### [Brief]
Answer these questions about the excerpt on whole-body assessment:
1. What did the imaging show for the human patient?
2. In which country does the writer say they maintain regulation as health care professionals?
3. What did the veterinarian diagnose in Case Example #1?

### [Passage for review]
This patient, was referred by myself back to the doctor for imaging based on positive presentation for concurrent spinal pathology. Testing came back positive for arthritic changes in th SI and lumbosacral joint and positive for compression with nerve impingement in the lower back. This patient had no history of back pain or injury prior to this fall and was generally very healthy and fit.

Without the ability for the human patient to speak and provide us with the integral case history (i.e. I had a fall and I am still in pain nine months later), we would only have a full orthopaedic assessment to provide us the pertinent information needed to create a relevant treatment plan.

This is why we must assess the whole horse rather than solely peripheral limbs.

If this is so simply understood and treated in human practice then why not the same approach for our horses?

This level of assessment process was required for board examination in my human licensing. It was not an option to forego the study and a large part of the reason we maintain our regulation as health care professionals (in Canada).

Next lets look at the equine cases from my practice...


Case Example #1

Horse had a suspected fall in paddock when the ground was frozen. At onset of injury the horse was unable to weight bear on the affected limb. The veterinarian was called and diagnosis concluded left stifle injury following an ultrasound and bilateral hock X-rays. Treatment for the stifle included PRP (stifle), corticosteroid injections (hocks), Legend injections, rest, and Bute.

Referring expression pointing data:
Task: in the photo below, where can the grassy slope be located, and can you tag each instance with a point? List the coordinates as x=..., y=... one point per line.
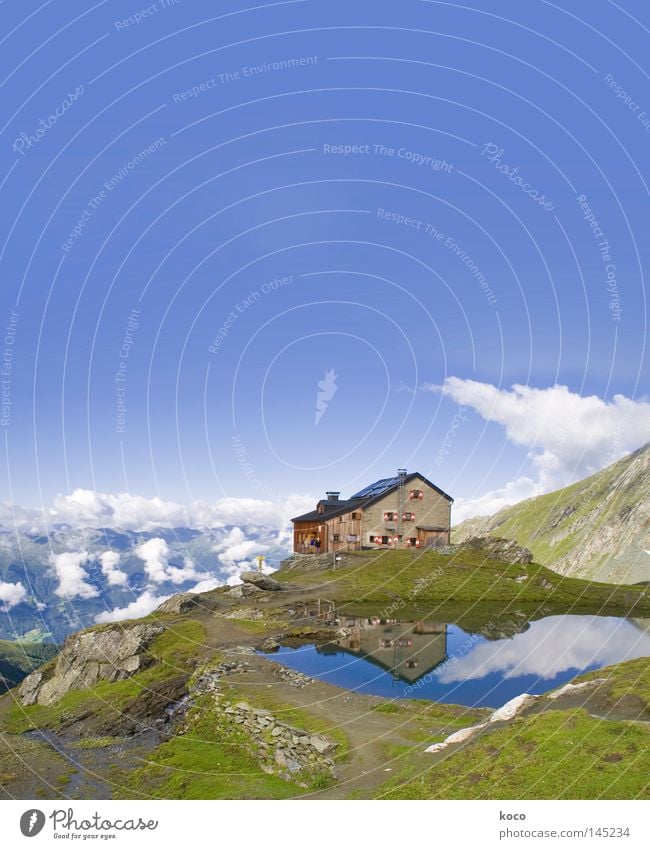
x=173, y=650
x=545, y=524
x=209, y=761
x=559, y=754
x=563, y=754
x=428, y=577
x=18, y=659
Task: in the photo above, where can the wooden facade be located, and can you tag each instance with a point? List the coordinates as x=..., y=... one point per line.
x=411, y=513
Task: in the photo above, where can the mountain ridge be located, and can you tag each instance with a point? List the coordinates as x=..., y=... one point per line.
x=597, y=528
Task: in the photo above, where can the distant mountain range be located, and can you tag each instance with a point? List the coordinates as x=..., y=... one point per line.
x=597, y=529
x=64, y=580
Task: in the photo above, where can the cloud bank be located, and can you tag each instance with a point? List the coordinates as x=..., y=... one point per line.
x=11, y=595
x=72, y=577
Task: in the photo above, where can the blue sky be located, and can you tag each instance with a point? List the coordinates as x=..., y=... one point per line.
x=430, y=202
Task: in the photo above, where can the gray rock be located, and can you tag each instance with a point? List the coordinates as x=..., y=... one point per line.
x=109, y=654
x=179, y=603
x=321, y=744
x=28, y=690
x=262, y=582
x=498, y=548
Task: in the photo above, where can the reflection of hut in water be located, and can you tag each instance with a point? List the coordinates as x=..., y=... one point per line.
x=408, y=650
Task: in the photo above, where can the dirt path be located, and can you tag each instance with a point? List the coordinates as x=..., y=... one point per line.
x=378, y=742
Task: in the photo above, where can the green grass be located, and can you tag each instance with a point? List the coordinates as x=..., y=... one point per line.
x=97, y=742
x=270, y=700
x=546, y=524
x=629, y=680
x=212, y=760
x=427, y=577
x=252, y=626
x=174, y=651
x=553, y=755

### [Expected answer]
1. Arthritic changes in the SI and lumbosacral joint, and compression with nerve impingement in the lower back.
2. Canada.
3. A left stifle injury.